**** Dataset excerpts ****

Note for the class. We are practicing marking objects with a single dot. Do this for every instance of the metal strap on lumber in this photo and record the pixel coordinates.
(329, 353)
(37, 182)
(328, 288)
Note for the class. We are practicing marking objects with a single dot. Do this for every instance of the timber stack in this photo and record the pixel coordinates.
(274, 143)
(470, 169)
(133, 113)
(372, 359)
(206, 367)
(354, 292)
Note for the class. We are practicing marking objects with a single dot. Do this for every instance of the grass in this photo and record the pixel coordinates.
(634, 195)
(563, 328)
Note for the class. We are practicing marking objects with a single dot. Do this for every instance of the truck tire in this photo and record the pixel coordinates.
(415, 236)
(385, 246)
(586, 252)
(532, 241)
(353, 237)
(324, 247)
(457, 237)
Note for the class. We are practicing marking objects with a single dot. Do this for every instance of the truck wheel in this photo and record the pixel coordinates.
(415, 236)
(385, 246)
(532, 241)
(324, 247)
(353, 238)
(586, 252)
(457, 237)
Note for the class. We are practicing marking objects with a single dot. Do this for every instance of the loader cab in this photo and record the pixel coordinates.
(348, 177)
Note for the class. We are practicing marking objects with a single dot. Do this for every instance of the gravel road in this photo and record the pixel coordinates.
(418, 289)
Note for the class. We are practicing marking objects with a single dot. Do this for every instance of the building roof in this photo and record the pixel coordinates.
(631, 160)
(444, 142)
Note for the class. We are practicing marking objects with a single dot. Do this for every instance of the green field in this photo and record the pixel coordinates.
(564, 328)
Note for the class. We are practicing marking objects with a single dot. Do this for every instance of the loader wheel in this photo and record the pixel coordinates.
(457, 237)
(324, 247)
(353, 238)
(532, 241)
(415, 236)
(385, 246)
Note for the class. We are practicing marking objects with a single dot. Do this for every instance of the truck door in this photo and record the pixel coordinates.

****

• Prompt:
Once you have read the records above, write them out again exactly.

• Solution to the exercise:
Note for the class. We are practicing marking objects with a single dot. Do this for every instance of the metal strap on lumber in this photo and record the pixel coordinates.
(329, 353)
(37, 182)
(328, 288)
Note for the class. We are practicing marking objects with a single dot. Do this for every instance of the timber stack in this photo and record the pixel coordinates.
(274, 143)
(470, 169)
(133, 113)
(372, 359)
(206, 367)
(354, 292)
Note for the class. We are practicing marking objects with a single dot. Do this for every instance of the grass in this photo and record the pixel coordinates.
(634, 195)
(563, 328)
Note for the class. We are practicing marking objects with a single dot. Do this for every instance of the truck tire in this photo and record the pixel coordinates.
(415, 236)
(385, 246)
(586, 252)
(532, 241)
(353, 237)
(324, 247)
(457, 237)
Note for the class. We are practicing marking objects with a single dot. Do this for every instance of the truck wheel in this photo and record the pixel coordinates.
(415, 236)
(385, 246)
(532, 241)
(324, 247)
(353, 238)
(586, 252)
(457, 237)
Note for the class. We are practicing marking objects with a single dot. Do this for every instance of the loader cab in this photo and record the pixel coordinates.
(348, 177)
Note for the class. We are practicing marking objects with a single dot. Do this for every instance of the gravel road in this photo and record the pixel coordinates.
(418, 289)
Note for the class. We are practicing marking objects with a single dot. Do this for every instance of the building roof in this photo and record the pixel coordinates.
(631, 160)
(444, 142)
Note for the class. We are practicing marking objects with a single dot. Do this for every instance of the green field in this photo and record the pixel coordinates.
(564, 328)
Note for the class. We are practicing marking objects with a single dot. Do this for every instance of the loader wheel in this photo and record the pixel coordinates.
(457, 237)
(324, 247)
(353, 238)
(532, 241)
(415, 236)
(385, 246)
Note for the class. We are practicing marking objects with a single dot. Do this for every instance of the truck door in this photo and record the pixel coordinates.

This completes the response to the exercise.